* _SUPPLIED DATA_
^^^^^^^^
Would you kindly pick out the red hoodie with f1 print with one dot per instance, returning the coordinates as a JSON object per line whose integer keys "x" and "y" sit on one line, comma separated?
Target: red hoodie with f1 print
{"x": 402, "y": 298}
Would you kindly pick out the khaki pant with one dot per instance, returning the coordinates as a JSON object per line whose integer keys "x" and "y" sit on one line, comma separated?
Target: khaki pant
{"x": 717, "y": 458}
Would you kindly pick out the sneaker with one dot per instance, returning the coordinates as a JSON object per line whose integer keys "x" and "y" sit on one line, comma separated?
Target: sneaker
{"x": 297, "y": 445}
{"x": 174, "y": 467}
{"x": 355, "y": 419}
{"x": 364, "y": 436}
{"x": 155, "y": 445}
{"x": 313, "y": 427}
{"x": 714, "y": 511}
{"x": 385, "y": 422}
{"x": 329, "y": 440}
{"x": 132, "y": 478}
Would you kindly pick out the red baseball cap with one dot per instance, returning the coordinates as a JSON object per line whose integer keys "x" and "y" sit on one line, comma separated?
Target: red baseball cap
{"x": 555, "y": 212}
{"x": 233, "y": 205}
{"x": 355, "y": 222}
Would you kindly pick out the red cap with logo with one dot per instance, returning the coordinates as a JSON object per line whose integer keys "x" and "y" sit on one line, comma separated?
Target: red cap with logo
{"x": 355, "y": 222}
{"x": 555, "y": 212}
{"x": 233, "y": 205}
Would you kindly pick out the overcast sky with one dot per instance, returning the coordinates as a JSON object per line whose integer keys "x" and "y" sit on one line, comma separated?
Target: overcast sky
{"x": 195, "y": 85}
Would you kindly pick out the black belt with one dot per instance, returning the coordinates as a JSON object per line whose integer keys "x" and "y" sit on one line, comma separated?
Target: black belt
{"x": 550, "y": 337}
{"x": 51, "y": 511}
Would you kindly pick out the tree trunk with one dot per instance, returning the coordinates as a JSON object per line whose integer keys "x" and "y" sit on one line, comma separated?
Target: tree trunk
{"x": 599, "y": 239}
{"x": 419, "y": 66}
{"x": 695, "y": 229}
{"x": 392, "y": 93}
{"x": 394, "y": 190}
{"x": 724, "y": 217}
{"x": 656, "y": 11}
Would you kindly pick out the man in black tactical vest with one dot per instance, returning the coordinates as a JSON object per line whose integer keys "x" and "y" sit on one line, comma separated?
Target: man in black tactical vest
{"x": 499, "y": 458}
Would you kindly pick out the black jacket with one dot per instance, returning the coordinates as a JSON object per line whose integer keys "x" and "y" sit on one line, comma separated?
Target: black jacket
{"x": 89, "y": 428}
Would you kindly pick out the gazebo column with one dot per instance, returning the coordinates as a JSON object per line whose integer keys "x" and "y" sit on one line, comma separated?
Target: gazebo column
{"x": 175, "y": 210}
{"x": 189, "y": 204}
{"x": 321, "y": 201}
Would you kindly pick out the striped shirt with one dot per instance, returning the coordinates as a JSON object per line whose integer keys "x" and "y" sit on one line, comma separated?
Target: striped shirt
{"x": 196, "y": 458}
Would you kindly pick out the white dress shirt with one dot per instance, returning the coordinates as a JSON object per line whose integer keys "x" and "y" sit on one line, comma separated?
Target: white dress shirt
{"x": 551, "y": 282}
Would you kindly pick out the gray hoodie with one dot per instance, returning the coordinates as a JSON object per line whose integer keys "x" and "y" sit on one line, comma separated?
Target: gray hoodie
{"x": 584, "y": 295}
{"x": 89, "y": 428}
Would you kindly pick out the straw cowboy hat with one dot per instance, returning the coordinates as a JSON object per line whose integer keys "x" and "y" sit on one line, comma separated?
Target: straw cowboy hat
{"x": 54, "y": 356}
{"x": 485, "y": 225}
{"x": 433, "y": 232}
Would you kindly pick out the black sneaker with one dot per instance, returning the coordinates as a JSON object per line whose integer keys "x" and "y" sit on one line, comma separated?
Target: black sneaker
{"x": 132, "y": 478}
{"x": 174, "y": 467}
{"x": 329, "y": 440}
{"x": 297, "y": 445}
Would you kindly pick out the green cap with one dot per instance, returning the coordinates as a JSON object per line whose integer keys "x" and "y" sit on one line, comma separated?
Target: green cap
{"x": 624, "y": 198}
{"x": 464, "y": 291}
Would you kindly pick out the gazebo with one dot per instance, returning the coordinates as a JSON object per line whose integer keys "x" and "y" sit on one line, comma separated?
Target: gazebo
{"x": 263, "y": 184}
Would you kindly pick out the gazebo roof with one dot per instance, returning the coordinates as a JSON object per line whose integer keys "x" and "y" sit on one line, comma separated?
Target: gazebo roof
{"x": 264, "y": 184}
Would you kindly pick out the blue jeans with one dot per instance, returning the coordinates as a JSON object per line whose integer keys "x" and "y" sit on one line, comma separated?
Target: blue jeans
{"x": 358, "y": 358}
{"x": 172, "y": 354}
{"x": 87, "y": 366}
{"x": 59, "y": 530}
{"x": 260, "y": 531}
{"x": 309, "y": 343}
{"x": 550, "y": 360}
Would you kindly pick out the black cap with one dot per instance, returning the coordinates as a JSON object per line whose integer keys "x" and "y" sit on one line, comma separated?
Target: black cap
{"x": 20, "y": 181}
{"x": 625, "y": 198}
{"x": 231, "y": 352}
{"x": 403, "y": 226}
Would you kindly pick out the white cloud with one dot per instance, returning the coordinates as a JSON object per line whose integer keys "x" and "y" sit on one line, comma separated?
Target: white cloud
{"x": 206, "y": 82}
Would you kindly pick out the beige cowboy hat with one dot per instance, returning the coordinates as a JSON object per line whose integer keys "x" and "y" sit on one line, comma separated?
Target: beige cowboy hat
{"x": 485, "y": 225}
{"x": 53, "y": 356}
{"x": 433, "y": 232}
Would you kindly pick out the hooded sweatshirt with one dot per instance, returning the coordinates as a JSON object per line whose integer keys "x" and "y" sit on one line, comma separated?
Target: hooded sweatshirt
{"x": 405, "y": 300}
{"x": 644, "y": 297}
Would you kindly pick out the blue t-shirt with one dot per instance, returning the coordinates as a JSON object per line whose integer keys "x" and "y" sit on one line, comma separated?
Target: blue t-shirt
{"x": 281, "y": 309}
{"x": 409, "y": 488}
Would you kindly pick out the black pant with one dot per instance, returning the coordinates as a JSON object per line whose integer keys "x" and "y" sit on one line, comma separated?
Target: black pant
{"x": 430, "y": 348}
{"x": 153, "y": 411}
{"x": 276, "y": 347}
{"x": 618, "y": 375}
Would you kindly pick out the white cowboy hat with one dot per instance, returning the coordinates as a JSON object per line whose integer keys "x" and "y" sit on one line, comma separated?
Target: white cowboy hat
^^^^^^^^
* _TASK DETAILS_
From the beginning of the listing above down to the line with "Would you kindly pick out the red cap", every line should be restated exactly.

* _FINISHED EXERCISE_
Would you kindly pick out the red hoodie with f1 print with one dot per instance, returning the coordinates as a JSON object per line whose integer keys "x" and "y" sit on one line, comma separated?
Target: red hoodie with f1 print
{"x": 402, "y": 298}
Would you kindly pick out the khaki pant with one dot per instance, returning the coordinates as a JSON object per line whose integer keys "x" and "y" sit on one line, comma separated?
Target: khaki pant
{"x": 717, "y": 458}
Would you kindly pick out the sneaker with one dot per instance, returning the coordinates as a JSON object per line whose integer keys "x" and "y" sit on one line, comma separated?
Target: sneaker
{"x": 297, "y": 445}
{"x": 174, "y": 467}
{"x": 355, "y": 419}
{"x": 364, "y": 436}
{"x": 155, "y": 445}
{"x": 313, "y": 427}
{"x": 714, "y": 511}
{"x": 385, "y": 422}
{"x": 329, "y": 440}
{"x": 132, "y": 478}
Would you kindly pick out the red baseball cap with one dot per instance, returning the coordinates as a JSON object per line whose integer keys "x" and "y" sit on one line, comma separated?
Target: red baseball cap
{"x": 555, "y": 212}
{"x": 233, "y": 205}
{"x": 355, "y": 222}
Would you kindly pick out the red cap with logo with one dot per instance, returning the coordinates as a JSON object per line whose integer keys "x" and "y" sit on one line, comma separated?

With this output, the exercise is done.